— START OF DATA PROVIDED —
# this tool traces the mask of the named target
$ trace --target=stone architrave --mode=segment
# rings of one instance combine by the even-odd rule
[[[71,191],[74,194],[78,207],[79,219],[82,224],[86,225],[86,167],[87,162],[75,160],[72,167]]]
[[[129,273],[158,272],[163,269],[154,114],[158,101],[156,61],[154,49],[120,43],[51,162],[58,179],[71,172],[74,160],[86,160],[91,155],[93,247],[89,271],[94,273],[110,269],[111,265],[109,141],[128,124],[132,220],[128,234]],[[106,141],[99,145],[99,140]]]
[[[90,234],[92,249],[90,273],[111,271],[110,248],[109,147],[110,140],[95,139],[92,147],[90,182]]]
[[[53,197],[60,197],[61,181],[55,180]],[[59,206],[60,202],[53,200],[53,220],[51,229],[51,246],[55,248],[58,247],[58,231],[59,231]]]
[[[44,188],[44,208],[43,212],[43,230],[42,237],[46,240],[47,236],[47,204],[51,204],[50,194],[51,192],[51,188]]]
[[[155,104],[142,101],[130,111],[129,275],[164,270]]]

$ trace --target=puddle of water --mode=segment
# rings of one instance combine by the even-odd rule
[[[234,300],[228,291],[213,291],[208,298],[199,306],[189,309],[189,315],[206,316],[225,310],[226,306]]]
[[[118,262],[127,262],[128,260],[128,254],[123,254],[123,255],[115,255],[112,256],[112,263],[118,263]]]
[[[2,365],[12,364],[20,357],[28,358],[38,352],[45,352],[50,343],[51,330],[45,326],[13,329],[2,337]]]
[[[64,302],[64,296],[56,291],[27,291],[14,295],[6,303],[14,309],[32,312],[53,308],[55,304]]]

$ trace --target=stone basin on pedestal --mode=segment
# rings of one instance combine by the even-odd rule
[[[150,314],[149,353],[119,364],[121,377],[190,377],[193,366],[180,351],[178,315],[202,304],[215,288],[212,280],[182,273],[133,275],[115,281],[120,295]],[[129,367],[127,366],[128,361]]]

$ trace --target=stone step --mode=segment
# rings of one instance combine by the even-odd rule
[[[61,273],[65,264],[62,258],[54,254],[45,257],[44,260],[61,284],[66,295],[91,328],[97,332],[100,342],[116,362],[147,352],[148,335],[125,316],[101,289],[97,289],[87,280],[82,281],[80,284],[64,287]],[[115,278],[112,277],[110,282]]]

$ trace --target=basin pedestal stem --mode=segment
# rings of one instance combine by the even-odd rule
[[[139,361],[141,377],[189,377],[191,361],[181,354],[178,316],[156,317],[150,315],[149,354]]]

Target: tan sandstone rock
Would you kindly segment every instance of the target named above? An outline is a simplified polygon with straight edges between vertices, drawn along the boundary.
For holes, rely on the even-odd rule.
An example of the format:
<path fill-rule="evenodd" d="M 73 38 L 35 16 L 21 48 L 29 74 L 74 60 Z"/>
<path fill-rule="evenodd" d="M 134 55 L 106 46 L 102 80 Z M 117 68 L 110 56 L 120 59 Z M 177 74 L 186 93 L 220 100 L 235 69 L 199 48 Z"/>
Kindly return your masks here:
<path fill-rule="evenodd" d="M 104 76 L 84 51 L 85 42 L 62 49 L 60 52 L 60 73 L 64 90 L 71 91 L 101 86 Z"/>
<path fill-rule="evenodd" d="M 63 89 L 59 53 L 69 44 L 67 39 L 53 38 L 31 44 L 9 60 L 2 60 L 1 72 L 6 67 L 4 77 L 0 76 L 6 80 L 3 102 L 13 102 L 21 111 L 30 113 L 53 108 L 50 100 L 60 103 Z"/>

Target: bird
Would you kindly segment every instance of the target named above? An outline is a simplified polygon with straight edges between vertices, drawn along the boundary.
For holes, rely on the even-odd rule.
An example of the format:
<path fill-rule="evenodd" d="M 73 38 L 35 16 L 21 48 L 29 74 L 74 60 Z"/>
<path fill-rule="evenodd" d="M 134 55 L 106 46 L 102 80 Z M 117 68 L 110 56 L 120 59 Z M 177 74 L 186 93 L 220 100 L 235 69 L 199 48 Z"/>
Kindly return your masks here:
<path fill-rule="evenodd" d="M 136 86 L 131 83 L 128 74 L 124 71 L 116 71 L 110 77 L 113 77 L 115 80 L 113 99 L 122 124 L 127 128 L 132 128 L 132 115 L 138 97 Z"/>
— END OF DATA PROVIDED —
▶ TASK BRIEF: Copy out the records from the line containing "on pedestal --mode=segment" through the line containing "102 L 13 102", keeping every line character for character.

▶ RESULT:
$ trace --target=stone basin on pedestal --mode=segment
# rings of one instance combine by the even-odd rule
[[[150,314],[149,353],[119,364],[121,377],[190,377],[193,366],[180,351],[178,315],[202,304],[215,288],[212,280],[182,273],[133,275],[115,281],[120,295]],[[129,367],[127,366],[128,361]]]

$ trace --target=stone step --mode=segment
# rings of one instance combine by the even-odd rule
[[[61,273],[65,264],[62,258],[54,254],[45,257],[44,260],[61,284],[66,295],[91,328],[97,332],[100,342],[116,362],[147,352],[148,335],[125,316],[101,289],[97,289],[87,280],[82,281],[80,284],[64,287]],[[115,278],[112,277],[110,282]]]

$ trace --target=basin pedestal stem --mode=segment
# rings of one instance combine by the even-odd rule
[[[139,361],[141,377],[189,377],[191,361],[181,354],[178,316],[156,317],[150,315],[149,354]]]

Target: tan sandstone rock
Would you kindly segment every instance of the target named above? An outline is a simplified polygon with straight edges between vertices, drawn along the boundary.
For holes, rely on the even-odd rule.
An example of the format:
<path fill-rule="evenodd" d="M 73 38 L 35 16 L 21 48 L 29 74 L 74 60 Z"/>
<path fill-rule="evenodd" d="M 134 55 L 106 46 L 102 80 Z M 117 68 L 110 56 L 120 59 Z M 177 74 L 186 93 L 220 100 L 235 69 L 199 48 Z"/>
Kindly return your masks here:
<path fill-rule="evenodd" d="M 104 76 L 84 51 L 85 42 L 62 49 L 60 52 L 60 73 L 64 90 L 71 91 L 101 86 Z"/>
<path fill-rule="evenodd" d="M 63 89 L 59 53 L 69 44 L 67 39 L 53 38 L 31 44 L 9 60 L 2 60 L 1 72 L 6 67 L 4 77 L 0 76 L 6 80 L 3 102 L 13 102 L 21 111 L 30 113 L 53 108 L 50 100 L 60 103 Z"/>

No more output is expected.